Extracted data entries |
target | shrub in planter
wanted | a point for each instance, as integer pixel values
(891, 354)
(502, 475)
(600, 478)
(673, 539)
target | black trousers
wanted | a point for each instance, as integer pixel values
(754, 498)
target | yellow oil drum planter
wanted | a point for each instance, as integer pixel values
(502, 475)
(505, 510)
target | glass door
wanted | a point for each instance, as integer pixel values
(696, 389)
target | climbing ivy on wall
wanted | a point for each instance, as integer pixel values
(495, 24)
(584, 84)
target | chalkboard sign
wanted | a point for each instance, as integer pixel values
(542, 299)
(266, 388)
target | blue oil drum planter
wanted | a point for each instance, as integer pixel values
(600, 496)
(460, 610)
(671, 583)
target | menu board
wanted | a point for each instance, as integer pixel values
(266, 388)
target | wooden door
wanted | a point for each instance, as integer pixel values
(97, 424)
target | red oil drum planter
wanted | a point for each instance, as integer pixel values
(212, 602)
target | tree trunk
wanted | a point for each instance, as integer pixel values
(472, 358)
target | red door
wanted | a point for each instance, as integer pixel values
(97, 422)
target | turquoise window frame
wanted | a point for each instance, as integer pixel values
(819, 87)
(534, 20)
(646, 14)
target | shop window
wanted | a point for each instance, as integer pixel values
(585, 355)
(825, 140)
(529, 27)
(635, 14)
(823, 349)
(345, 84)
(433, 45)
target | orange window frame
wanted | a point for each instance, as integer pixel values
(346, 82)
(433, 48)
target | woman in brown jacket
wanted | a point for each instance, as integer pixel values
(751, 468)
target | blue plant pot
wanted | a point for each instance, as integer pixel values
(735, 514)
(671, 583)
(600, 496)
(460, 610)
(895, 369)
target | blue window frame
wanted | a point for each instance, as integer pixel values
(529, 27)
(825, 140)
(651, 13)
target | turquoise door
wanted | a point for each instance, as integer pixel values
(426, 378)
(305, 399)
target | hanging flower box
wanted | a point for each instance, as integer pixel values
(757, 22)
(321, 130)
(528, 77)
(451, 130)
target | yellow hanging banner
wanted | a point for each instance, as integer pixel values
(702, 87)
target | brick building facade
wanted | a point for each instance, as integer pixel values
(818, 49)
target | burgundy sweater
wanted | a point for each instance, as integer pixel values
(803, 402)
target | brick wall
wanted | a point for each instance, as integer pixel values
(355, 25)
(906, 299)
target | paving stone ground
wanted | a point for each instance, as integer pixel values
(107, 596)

What to do | Reproduce the records above word for word, keeping every line.

Exercise solution |
target | shrub in planter
wanted | a point for each instance, as integer pixel values
(891, 354)
(502, 475)
(600, 478)
(673, 539)
target | black trousers
wanted | a point for each instance, as integer pixel values
(754, 498)
target | yellow oil drum planter
wanted | a point for each instance, as integer pixel values
(502, 475)
(505, 510)
target | glass door
wanted | a point for each instance, as integer pixel values
(696, 389)
target | climbing ivy on wall
wanted | a point for each instance, as integer pixel values
(495, 24)
(584, 84)
target | chalkboard sign
wanted | a point for each instance, as integer pixel values
(542, 299)
(266, 388)
target | blue oil drum planter
wanted | a point for each instance, as integer pixel values
(600, 496)
(460, 610)
(671, 583)
target | menu board
wanted | a point for each instance, as integer pixel values
(266, 388)
target | wooden door
wanted | a point for each instance, as integer pixel values
(97, 424)
target | red oil drum planter
wanted | a point for each instance, as integer pixel values
(212, 602)
target | tree trunk
wanted | a point for each instance, as integer pixel values
(472, 358)
target | red door
wanted | a point for each instance, as integer pixel values
(97, 422)
target | turquoise window frame
wanted | a point for each instance, as integer pixel values
(819, 87)
(534, 20)
(646, 14)
target | shop window
wanted | a point for each instance, as integer pixel values
(585, 355)
(825, 140)
(529, 27)
(635, 14)
(823, 349)
(345, 84)
(433, 45)
target | orange window frame
wanted | a point for each instance, as integer pixel values
(346, 82)
(433, 48)
target | woman in brown jacket
wanted | a point for each instance, as integer pixel values
(751, 468)
target | blue plant pot
wanted | a point for each instance, as integer pixel values
(735, 514)
(671, 583)
(600, 496)
(460, 610)
(895, 369)
target | blue window frame
wanted | a point for each instance, as integer pixel values
(529, 27)
(825, 140)
(651, 13)
target | turquoise door
wanted | a point for each instance, as integer pixel values
(426, 378)
(305, 399)
target | hanging flower box
wanted | a point for each instance, as integer pixel values
(757, 22)
(321, 130)
(528, 77)
(451, 130)
target | yellow hanging banner
wanted | a point for each instance, as integer pixel values
(702, 87)
target | brick building facade
wanted | a point for each instance, as integer pixel values
(818, 49)
target | burgundy sweater
wanted | a point for each instance, as integer pixel values
(803, 402)
target | brick wall
wanted | a point for each instance, as integer pixel values
(355, 25)
(906, 299)
target | paving stone ground
wanted | a point for each instance, as integer pixel values
(107, 596)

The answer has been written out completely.